◆ PROBLEMA ASSEGNATO 1 ◆
Trascrivi fedelmente il brano sulla favola di Cenerentola, tutto da "I luoghi e i" fino a "(matrimonio eguale felicità)", compresi entrambi gli estremi.

◆ BRANO FORNITO ◆

___

I luoghi e i personaggi classici della favola – il bando che
annuncia il ballo al castello, il principe che cerca moglie – sono
rappresentati buffonescamente, con gentile sarcasmo: anche
Cenerentola cede alla mistificazione (matrimonio eguale felicità)
per il suo bisogno d’amore, e una fata madrina di estrazione
mitologica, Attannarruta, l’ammonisce sui rischi che corre: “Per
me sei bellissima come sei, con questa tunica di cenere, ma poiché
gli uomini non ti vedrebbero, poiché nessun uomo è capace di
vederci davvero, ti vestirò di stelle…”.
Cenerentola si sposa (il padre stende un regolare contratto di
vendita col principe), ma la favola non finisce: lui parte
lasciandola incinta per una guerra che è, insieme,
rappresentazione del bisogno di violenza dell’uomo e della sua
competitività: una guerra che può essere una carriera politica o
di manager, un traguardo scientifico o la conquista dell’Everest,
o del grado di capufficio, tutte mete, comunque, da cui la
donna-moglie è esclusa: “E mi conforterà il saperti – proclama il
principe – al sicuro nella mia casa, al sicuro con mio figlio”.

___

◆ CONTENUTO DEL DATASET ◆
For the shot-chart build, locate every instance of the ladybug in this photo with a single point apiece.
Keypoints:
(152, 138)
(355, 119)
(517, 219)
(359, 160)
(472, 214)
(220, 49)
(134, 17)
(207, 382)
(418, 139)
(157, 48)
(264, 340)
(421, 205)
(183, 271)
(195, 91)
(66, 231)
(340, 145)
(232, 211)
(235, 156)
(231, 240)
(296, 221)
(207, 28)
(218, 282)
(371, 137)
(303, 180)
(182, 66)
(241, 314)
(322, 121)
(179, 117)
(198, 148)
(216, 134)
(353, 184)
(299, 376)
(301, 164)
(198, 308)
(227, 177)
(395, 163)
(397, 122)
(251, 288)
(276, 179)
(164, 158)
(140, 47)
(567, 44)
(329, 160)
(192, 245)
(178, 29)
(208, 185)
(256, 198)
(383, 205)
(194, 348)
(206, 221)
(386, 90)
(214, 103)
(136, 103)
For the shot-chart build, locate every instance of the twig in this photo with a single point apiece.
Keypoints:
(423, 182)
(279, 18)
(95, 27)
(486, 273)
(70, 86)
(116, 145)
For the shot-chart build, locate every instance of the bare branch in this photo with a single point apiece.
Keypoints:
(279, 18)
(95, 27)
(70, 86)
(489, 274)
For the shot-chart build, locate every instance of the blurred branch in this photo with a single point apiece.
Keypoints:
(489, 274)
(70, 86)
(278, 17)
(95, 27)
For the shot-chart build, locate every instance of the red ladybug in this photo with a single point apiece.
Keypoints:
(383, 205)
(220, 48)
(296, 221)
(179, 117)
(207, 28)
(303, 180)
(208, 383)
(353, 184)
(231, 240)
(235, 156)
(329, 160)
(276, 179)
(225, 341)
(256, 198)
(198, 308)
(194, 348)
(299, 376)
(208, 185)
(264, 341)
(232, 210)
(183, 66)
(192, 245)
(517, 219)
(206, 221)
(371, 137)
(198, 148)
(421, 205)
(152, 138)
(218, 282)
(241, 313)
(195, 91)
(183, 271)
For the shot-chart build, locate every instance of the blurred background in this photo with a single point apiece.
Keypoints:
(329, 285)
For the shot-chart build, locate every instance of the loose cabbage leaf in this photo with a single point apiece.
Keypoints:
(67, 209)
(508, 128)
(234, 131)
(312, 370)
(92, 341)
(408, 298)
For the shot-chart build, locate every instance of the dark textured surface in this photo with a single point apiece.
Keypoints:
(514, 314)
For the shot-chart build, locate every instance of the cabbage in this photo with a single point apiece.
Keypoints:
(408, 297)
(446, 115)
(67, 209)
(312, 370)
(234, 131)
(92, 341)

___

◆ PROBLEMA ASSEGNATO 2 ◆
Formatta come CSV a due colonne, "enunciato" e "soluzione", soltanto le righe del dataset che vanno dalla riga che contiene "the blurred branch" fino alla fine del dataset, estremi inclusi. Ogni enunciato occupa una riga CSV insieme alla sua soluzione, ciascuno in un unico campo tra virgolette e con gli a capo sostituiti da spazi.

◆ RISPOSTA CORRETTA 1 ◆
I luoghi e i personaggi classici della favola – il bando che
annuncia il ballo al castello, il principe che cerca moglie – sono
rappresentati buffonescamente, con gentile sarcasmo: anche
Cenerentola cede alla mistificazione (matrimonio eguale felicità)

◆ RISPOSTA CORRETTA 2 ◆
enunciato,soluzione
"For the shot-chart build, locate every instance of the blurred branch in this photo with a single point apiece. Keypoints:","(489, 274) (70, 86) (278, 17) (95, 27)"
"For the shot-chart build, locate every instance of the red ladybug in this photo with a single point apiece. Keypoints:","(383, 205) (220, 48) (296, 221) (179, 117) (207, 28) (303, 180) (208, 383) (353, 184) (231, 240) (235, 156) (329, 160) (276, 179) (225, 341) (256, 198) (198, 308) (194, 348) (299, 376) (208, 185) (264, 341) (232, 210) (183, 66) (192, 245) (517, 219) (206, 221) (371, 137) (198, 148) (421, 205) (152, 138) (218, 282) (241, 313) (195, 91) (183, 271)"
"For the shot-chart build, locate every instance of the blurred background in this photo with a single point apiece. Keypoints:","(329, 285)"
"For the shot-chart build, locate every instance of the loose cabbage leaf in this photo with a single point apiece. Keypoints:","(67, 209) (508, 128) (234, 131) (312, 370) (92, 341) (408, 298)"
"For the shot-chart build, locate every instance of the dark textured surface in this photo with a single point apiece. Keypoints:","(514, 314)"
"For the shot-chart build, locate every instance of the cabbage in this photo with a single point apiece. Keypoints:","(408, 297) (446, 115) (67, 209) (312, 370) (234, 131) (92, 341)"